____ Data records

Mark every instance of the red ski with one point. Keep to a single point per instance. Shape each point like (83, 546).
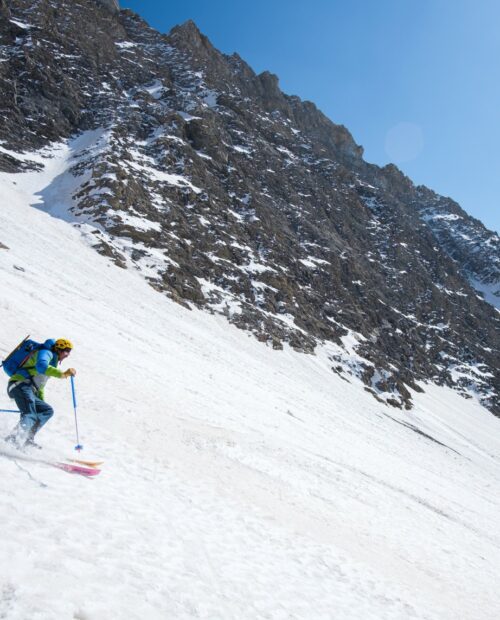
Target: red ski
(77, 469)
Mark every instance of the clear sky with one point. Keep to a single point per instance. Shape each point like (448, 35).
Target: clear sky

________

Try it:
No line before the one containing "Target: red ski" belongs in the answer; give again exactly that line and all lines after it through the end of the data.

Your solution:
Target: red ski
(77, 469)
Mark every instance of the clear sky with one point. Keep to a single point per instance. Shape each point like (448, 35).
Target: clear sky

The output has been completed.